Directions: Only the lines holding "interior" are wanted. Copy every one from the records below.

Data for processing:

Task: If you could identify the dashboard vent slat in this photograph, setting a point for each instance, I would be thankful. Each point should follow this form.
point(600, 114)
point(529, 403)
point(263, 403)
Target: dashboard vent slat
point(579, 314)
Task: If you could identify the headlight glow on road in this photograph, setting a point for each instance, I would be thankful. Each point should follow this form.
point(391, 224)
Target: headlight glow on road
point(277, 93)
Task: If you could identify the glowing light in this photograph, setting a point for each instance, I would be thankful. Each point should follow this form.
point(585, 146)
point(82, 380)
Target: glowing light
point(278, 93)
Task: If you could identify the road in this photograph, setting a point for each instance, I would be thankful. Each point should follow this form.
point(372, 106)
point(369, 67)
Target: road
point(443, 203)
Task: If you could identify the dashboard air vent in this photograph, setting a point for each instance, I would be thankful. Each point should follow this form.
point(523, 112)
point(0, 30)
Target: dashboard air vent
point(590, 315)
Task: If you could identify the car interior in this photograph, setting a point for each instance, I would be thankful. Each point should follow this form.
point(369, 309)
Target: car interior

The completed task:
Task: If you could identify the car interior in this photograph, setting a point for each instance, I would be thankful. Each point should follow this form.
Target: car interior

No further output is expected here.